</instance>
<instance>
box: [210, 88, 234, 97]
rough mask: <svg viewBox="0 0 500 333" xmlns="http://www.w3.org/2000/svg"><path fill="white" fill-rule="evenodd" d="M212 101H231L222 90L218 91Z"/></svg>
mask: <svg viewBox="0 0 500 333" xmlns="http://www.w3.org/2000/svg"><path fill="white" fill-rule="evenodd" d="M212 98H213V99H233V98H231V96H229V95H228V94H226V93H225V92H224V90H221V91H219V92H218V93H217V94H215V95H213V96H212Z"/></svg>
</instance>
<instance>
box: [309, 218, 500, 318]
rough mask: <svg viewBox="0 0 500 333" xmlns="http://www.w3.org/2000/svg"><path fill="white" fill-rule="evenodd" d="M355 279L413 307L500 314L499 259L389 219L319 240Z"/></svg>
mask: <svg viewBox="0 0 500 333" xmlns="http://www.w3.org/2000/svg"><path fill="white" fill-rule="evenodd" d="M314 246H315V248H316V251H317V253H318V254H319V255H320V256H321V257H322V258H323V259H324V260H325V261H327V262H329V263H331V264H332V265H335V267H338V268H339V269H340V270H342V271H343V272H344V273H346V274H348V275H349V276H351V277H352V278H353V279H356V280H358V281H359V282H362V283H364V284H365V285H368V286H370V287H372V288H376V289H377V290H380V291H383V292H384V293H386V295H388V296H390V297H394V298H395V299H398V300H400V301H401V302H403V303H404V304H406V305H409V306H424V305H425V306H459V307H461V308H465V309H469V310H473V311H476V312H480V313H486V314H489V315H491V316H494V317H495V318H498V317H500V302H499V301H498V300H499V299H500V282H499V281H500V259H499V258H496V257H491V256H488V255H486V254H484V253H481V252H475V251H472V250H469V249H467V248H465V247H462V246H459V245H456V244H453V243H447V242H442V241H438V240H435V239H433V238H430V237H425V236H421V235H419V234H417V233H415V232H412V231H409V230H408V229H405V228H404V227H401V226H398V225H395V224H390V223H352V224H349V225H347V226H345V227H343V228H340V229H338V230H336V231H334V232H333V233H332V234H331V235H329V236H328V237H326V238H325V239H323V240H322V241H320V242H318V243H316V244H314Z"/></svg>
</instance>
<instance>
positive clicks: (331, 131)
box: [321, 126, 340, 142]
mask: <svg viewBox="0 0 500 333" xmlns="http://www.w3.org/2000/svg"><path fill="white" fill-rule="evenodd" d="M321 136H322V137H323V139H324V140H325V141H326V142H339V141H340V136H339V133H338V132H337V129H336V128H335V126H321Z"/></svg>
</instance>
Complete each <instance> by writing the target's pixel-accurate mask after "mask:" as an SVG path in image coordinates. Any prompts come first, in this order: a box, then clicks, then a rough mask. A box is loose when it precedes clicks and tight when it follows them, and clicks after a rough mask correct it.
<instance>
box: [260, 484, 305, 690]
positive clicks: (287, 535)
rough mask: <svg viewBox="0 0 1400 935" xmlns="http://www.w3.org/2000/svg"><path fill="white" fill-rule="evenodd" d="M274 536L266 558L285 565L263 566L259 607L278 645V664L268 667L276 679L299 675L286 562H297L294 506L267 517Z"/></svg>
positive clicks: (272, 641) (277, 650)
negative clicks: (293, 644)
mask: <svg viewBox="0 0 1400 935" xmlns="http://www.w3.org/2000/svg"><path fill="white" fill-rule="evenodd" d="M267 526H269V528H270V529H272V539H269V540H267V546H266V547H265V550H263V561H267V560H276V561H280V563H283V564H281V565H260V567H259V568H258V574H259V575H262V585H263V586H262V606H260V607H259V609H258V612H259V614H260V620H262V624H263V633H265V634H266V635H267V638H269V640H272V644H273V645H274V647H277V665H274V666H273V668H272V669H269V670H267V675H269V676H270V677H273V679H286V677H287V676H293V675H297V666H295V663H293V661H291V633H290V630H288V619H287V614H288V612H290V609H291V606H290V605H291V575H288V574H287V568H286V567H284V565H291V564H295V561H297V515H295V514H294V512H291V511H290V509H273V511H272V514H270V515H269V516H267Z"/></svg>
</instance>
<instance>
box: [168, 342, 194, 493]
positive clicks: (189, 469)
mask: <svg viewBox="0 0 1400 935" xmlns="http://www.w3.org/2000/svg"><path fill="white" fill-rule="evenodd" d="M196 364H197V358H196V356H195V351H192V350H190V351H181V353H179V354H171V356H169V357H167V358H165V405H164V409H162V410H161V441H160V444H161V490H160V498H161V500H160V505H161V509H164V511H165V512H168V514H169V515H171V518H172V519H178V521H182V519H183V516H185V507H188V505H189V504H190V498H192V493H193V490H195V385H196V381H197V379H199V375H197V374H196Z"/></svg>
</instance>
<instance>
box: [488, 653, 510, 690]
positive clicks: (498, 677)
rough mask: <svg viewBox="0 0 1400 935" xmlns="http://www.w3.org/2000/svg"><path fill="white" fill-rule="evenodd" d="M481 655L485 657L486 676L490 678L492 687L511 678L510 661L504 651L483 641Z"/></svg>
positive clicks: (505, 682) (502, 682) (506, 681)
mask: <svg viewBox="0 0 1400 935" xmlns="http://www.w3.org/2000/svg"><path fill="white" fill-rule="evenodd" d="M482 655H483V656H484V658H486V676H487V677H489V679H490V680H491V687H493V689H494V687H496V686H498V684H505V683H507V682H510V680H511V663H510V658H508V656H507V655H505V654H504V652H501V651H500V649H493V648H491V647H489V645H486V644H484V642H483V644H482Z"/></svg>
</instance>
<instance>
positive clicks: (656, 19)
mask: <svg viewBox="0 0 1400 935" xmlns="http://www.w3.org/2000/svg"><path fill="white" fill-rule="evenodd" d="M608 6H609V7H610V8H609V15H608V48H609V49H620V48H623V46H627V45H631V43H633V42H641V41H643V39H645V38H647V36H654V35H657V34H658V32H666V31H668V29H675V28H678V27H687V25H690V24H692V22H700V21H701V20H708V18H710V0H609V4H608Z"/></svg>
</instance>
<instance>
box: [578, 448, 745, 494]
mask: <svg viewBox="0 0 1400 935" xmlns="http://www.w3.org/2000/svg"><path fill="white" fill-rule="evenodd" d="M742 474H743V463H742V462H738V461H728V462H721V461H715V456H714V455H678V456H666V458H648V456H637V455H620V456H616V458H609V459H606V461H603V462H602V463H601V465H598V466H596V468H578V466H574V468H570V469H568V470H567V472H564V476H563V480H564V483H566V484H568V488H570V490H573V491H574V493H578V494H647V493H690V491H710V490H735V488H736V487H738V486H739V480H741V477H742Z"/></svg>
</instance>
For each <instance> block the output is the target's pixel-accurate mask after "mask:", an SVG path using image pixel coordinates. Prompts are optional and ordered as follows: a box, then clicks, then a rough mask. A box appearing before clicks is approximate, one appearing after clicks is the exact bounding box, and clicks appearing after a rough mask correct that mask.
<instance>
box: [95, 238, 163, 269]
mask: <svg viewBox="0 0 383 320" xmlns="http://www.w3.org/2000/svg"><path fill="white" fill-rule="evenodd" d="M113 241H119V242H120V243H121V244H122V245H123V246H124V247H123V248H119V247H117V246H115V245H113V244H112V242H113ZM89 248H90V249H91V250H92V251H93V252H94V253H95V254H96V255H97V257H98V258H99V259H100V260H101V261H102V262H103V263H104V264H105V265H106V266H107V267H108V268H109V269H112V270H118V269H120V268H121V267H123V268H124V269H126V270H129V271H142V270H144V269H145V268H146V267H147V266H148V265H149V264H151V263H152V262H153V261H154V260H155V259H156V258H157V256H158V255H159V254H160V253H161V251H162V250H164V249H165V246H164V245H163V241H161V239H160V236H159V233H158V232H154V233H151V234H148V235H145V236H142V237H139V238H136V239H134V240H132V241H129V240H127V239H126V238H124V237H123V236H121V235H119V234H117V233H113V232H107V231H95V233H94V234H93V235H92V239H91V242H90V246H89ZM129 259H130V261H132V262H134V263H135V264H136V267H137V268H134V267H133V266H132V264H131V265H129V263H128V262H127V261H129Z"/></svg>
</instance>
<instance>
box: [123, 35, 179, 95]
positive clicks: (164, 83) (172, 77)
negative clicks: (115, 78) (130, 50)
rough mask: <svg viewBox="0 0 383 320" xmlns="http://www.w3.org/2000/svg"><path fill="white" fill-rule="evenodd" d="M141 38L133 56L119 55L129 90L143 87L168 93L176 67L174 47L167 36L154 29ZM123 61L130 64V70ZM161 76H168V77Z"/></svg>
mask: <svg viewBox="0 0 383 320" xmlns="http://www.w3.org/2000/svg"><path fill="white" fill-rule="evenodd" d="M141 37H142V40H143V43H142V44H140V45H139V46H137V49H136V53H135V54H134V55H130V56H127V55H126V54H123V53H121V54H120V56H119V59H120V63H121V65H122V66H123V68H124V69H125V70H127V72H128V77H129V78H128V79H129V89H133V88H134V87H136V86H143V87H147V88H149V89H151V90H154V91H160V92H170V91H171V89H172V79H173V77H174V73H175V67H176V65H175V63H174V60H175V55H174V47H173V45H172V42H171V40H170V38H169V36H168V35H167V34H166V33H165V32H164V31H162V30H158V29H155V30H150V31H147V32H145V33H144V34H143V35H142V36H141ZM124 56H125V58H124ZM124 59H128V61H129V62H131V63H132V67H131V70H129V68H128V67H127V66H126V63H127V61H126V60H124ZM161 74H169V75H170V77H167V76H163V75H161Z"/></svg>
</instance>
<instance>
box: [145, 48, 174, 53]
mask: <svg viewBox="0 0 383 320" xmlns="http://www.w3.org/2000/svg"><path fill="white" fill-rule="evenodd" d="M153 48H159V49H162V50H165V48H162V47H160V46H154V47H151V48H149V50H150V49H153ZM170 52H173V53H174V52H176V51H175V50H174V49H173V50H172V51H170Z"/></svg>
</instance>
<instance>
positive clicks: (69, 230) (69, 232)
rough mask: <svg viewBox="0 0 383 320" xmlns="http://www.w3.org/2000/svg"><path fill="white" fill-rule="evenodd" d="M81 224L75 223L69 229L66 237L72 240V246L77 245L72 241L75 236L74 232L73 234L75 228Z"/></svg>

### [WHAT YOU HAVE TO DO]
Which lines above contain the string "negative"? Gather every one of them and copy each in full.

### [ANSWER AREA]
negative clicks: (293, 644)
negative clicks: (115, 78) (130, 50)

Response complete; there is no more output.